> **Task to carry out**
Locate each line in the entries below that contains the word "blurred" and copy it out in full. Treat uppercase and lowercase letters as different.

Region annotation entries
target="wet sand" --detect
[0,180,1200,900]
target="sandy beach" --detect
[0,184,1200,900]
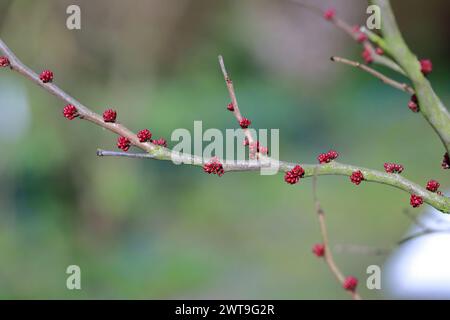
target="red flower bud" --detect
[409,194,423,208]
[0,56,9,67]
[350,170,364,185]
[137,129,152,142]
[312,243,325,257]
[39,70,53,83]
[117,137,131,152]
[103,109,117,122]
[284,165,305,184]
[239,118,252,129]
[63,104,78,120]
[427,180,441,192]
[342,276,358,291]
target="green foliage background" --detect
[0,0,450,299]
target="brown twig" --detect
[219,55,254,143]
[0,39,160,156]
[330,56,414,94]
[312,171,361,300]
[290,0,405,75]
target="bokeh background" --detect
[0,0,450,299]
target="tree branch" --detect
[0,39,450,213]
[371,0,450,153]
[331,56,414,94]
[290,0,405,75]
[312,170,361,300]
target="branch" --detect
[219,55,254,143]
[312,170,361,300]
[290,0,405,75]
[330,57,414,94]
[0,40,450,213]
[97,150,450,213]
[371,0,450,153]
[0,39,162,154]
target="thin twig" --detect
[290,0,406,75]
[330,56,414,94]
[312,170,361,300]
[219,55,254,143]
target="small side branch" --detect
[330,56,414,95]
[312,170,361,300]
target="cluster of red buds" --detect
[350,170,364,185]
[420,59,433,76]
[375,47,384,56]
[361,48,373,64]
[203,158,225,177]
[408,94,420,112]
[317,150,339,164]
[39,70,53,83]
[103,109,117,122]
[427,180,441,192]
[342,276,358,291]
[137,129,152,142]
[384,162,404,173]
[117,137,131,152]
[150,138,167,148]
[63,104,78,120]
[441,152,450,169]
[0,56,9,68]
[409,194,423,208]
[284,165,305,184]
[312,243,325,257]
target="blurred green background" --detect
[0,0,450,299]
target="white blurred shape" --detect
[383,196,450,299]
[0,78,30,142]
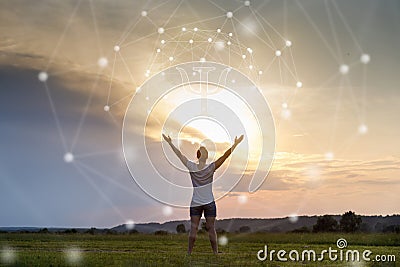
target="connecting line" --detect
[324,0,343,62]
[250,7,276,50]
[44,82,68,152]
[119,53,138,86]
[164,0,184,27]
[73,162,125,220]
[70,71,100,151]
[107,53,117,105]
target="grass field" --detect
[0,233,400,266]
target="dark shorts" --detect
[190,201,217,218]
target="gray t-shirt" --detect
[186,160,215,206]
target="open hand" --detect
[234,134,244,145]
[163,134,172,144]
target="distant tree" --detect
[39,228,49,234]
[290,226,310,233]
[85,227,97,235]
[64,228,78,234]
[239,225,251,233]
[374,222,386,232]
[128,229,139,235]
[382,225,400,234]
[154,230,168,235]
[313,215,338,233]
[176,223,186,234]
[215,228,226,234]
[104,229,117,235]
[340,211,362,233]
[360,223,372,233]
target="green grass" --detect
[0,233,400,266]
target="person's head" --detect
[197,146,208,160]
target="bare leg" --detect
[206,217,218,254]
[188,216,201,255]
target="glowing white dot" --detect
[65,248,82,265]
[339,64,350,74]
[38,71,49,82]
[0,247,16,265]
[289,214,299,223]
[64,152,74,163]
[125,220,135,230]
[163,206,173,217]
[218,235,228,246]
[281,109,292,120]
[360,54,371,64]
[358,124,368,134]
[238,195,248,204]
[97,57,108,68]
[325,152,335,160]
[215,41,225,51]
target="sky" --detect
[0,0,400,227]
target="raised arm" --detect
[163,134,187,166]
[215,135,243,169]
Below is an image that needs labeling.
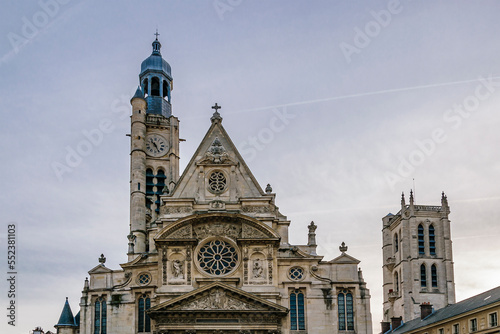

> **Full solution**
target="blurred green background" --detect
target="white blurred shape" --detect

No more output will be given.